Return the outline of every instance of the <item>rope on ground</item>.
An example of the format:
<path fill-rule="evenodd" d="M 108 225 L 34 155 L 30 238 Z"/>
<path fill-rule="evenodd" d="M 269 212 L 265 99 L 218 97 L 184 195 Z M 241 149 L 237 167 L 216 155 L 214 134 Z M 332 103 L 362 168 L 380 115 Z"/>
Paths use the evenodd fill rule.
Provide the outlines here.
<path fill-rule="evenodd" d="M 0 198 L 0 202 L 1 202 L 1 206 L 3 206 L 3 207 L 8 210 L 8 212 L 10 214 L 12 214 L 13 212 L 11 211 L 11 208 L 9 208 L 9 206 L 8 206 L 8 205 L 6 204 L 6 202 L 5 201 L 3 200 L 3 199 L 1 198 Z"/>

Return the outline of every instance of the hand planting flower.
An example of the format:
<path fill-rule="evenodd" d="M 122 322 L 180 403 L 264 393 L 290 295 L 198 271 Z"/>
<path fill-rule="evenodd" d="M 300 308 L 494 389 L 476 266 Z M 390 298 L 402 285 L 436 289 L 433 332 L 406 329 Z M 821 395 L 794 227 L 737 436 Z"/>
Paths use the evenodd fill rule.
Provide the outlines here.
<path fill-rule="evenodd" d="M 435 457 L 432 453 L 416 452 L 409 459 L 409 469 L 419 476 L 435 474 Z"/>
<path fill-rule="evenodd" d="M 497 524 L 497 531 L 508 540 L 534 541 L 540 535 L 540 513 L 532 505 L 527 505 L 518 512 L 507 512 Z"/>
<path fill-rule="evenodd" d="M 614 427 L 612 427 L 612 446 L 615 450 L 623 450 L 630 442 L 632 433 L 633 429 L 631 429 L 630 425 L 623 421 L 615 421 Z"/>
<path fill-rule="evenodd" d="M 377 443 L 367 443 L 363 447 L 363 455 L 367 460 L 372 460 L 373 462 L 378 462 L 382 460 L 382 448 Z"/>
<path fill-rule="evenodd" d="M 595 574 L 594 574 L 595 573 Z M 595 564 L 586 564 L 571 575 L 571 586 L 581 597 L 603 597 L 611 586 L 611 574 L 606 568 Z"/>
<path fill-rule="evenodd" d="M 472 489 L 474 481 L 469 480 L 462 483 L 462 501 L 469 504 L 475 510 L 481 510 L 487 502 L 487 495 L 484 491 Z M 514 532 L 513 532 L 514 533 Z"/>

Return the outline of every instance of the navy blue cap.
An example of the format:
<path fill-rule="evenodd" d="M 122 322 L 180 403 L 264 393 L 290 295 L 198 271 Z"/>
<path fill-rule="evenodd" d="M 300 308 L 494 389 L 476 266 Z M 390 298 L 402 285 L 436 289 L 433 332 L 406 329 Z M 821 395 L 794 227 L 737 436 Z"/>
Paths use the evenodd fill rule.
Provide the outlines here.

++++++++++

Aim:
Restate the final lines of the listing above word for word, beginning at the line that contains "Return the outline of every instance of the navy".

Answer below:
Return the outline of every instance of the navy blue cap.
An example of the format:
<path fill-rule="evenodd" d="M 122 322 L 180 403 L 264 393 L 290 295 L 198 271 Z"/>
<path fill-rule="evenodd" d="M 300 308 L 494 389 L 476 266 Z M 390 298 L 402 285 L 436 289 L 433 332 L 406 329 Z M 821 395 L 794 227 L 737 436 Z"/>
Paths use the evenodd fill rule.
Provide the outlines here.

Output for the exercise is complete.